**Stated problem a:**
Answer the following from the power system excerpt below:
(i) About how much power did the battery system inject into the network after OSPS unit 8 tripped?
(ii) How many recommendations made by Entura did the Utilities Commission endorse?
(iii) What share of renewable energy in the mix has the NT Government committed to by 2030?

**Given text:**
──────

Entura found that the battery system responded “aggressively” to the trip of OSPS unit 8 by injecting around 2MW into the network to support frequency. When the OSPS unit 9 tripped the BESS output increased to around 6MW or 75 per cent of the total lost generation.

Subsequently, when the third Jenbacher machine tripped the BESS was commanded to 8MW. The total MVA (Megavolt-amperes) of the BESS exceeded its short time capability and an internal protection element tripped it from service.

Entura noted that the aggressive intervention of the BESS and the Jenbacher units may have been counterproductive because it meant the UFLS scheme was unable to detect that the power system was under severe stress. Had the frequency been allowed to fall the UFLS would have removed load from the power system and system black would have been avoided.

Official response

The Utlities Commission has endorsed the 15 recommendations made by Entura to address the issues identified. A full list of the recommendations can be found here (see pages 20-24).

The NT Government responded quickly by setting up the reviews of the system. Given its commitment to 50 per cent renewable energy in the mix by 2030 and the challenges this poses for the existing system, there is political risk attached to not getting it right.

The expected increase in the uptake in rooftop and large-scale solar which has been enabled by local and nationally supportive policies requires the support of ancillary services to ensure reliability and stability of this system. It also means predicting demand on traditional generation and forecasting weather becomes more challenging.

Following receipt of the Utilities Commission’s work and the Entura it announced that it had accepted 14 recommendations, while it accepted one in-principle (recommendation 6 relating to operating protocols), while it sought further information from Power and Water and Territory Generation[x].

──────

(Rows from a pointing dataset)
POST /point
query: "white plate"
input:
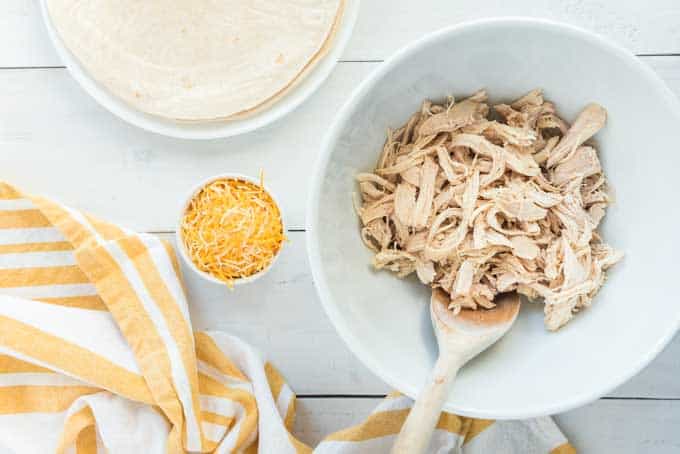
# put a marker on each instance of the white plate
(531, 372)
(210, 130)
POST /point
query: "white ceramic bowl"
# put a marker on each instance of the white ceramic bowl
(530, 372)
(209, 130)
(181, 248)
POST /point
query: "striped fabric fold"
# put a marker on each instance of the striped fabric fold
(98, 355)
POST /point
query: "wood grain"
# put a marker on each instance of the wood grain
(282, 316)
(605, 426)
(118, 172)
(385, 25)
(138, 179)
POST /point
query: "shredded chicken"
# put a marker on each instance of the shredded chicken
(476, 206)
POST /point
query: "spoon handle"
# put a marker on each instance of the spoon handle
(417, 430)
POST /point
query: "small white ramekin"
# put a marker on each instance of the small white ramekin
(180, 241)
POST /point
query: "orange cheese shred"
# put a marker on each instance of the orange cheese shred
(232, 229)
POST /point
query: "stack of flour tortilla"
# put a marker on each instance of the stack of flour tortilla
(197, 60)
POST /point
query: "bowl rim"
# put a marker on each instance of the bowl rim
(181, 248)
(215, 129)
(313, 252)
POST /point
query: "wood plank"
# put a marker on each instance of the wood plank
(649, 27)
(621, 426)
(282, 316)
(118, 171)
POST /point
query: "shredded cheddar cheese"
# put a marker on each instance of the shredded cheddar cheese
(232, 229)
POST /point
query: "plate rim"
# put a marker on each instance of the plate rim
(207, 130)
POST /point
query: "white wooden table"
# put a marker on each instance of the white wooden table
(55, 140)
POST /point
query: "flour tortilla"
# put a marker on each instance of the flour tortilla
(197, 60)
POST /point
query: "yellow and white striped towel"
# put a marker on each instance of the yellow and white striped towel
(97, 354)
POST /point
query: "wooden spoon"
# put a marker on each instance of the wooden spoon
(460, 338)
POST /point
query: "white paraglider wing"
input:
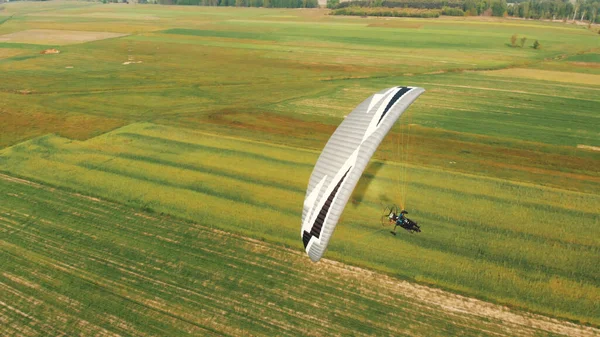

──────

**Stated problem b:** Extract every line of the listing above that contains the string "shredded".

**Correct response a:**
(i) Around 2MW.
(ii) 15.
(iii) 50 per cent.

**Correct response b:**
query: "shredded chicken"
# put a marker on each instance of the shredded chicken
query: "shredded cheddar cheese"
# put a marker on each instance of the shredded cheddar cheese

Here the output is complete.